Problem to solve — Convert the items, from their first line through the line that contains "x=581, y=392", into a Markdown table with the columns Row and Line. Give each line its own numbered row and leave out blank lines.
### Given records
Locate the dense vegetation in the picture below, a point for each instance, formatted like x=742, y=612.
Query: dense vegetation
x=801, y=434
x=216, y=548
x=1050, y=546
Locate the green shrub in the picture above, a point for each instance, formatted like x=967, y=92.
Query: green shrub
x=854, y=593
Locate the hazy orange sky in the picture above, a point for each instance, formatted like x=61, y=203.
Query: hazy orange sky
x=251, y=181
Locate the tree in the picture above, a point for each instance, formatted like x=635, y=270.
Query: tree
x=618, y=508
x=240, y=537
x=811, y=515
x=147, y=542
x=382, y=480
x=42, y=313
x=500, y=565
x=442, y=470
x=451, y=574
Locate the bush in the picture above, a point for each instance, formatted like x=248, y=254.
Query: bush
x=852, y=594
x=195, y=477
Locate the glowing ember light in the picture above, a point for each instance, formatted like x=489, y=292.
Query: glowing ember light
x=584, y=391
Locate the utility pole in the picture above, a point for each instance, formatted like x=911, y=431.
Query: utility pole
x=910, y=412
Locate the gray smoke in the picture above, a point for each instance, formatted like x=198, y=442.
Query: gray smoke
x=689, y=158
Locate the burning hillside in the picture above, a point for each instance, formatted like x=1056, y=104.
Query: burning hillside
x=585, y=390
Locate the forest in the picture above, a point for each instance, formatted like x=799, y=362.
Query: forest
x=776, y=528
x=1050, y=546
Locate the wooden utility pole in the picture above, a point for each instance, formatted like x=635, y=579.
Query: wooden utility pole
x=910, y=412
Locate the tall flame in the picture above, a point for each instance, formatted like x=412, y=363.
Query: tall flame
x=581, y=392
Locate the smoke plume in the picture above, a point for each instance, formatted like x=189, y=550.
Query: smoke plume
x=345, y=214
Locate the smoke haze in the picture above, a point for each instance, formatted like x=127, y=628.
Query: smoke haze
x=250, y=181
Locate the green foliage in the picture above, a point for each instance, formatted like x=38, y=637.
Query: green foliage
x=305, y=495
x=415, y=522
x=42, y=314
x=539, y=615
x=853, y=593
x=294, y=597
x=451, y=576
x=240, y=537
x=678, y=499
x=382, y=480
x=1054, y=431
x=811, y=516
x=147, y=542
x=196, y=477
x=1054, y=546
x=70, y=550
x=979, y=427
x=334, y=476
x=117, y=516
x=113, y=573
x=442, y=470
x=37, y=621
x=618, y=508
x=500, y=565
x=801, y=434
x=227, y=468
######
Exercise solution —
| Row | Line |
|---|---|
| 1 | Locate the dense vegetation in the picture below, a point for each instance, formatted like x=742, y=612. |
| 2 | Query: dense vegetation |
| 3 | x=801, y=434 |
| 4 | x=216, y=548 |
| 5 | x=1050, y=546 |
| 6 | Locate the green shrub in the picture above, a point for each instance, formatted like x=967, y=92. |
| 7 | Query: green shrub |
| 8 | x=854, y=593 |
| 9 | Locate the hazy orange sky in the picture above, a point for each instance, formatted like x=61, y=203. |
| 10 | Query: hazy orange sky |
| 11 | x=251, y=181 |
| 12 | Locate the tree in the picture above, a point for each instance, formatted like x=635, y=270. |
| 13 | Query: tree |
| 14 | x=618, y=508 |
| 15 | x=240, y=537 |
| 16 | x=811, y=515 |
| 17 | x=147, y=542 |
| 18 | x=382, y=480 |
| 19 | x=42, y=313 |
| 20 | x=500, y=565 |
| 21 | x=442, y=470 |
| 22 | x=451, y=574 |
| 23 | Locate the bush in the picture above, a point for each instance, formatted like x=248, y=254. |
| 24 | Query: bush |
| 25 | x=852, y=594 |
| 26 | x=195, y=477 |
| 27 | Locate the glowing ember light in the picture above, a point for each instance, formatted like x=489, y=292. |
| 28 | Query: glowing ember light |
| 29 | x=584, y=391 |
| 30 | Locate the utility pole in the picture above, a point for each instance, formatted like x=911, y=431. |
| 31 | Query: utility pole |
| 32 | x=910, y=412 |
| 33 | Locate the gray smoke in the picture above, a point for each instance, formatted like x=198, y=442. |
| 34 | Query: gray smoke |
| 35 | x=689, y=158 |
| 36 | Locate the burning hillside in the picture above, a point for each instance, formatted like x=1056, y=104. |
| 37 | Query: burning hillside |
| 38 | x=585, y=390 |
| 39 | Locate the forest in the picture above, a point for each instance, formatted like x=799, y=362. |
| 40 | Query: forest |
| 41 | x=776, y=528 |
| 42 | x=1050, y=546 |
| 43 | Locate the wooden utility pole in the picture above, a point for each instance, formatted like x=635, y=579. |
| 44 | Query: wooden utility pole |
| 45 | x=910, y=412 |
| 46 | Locate the tall flame in the picture above, a point for each instance, formatted like x=412, y=363. |
| 47 | Query: tall flame |
| 48 | x=581, y=392 |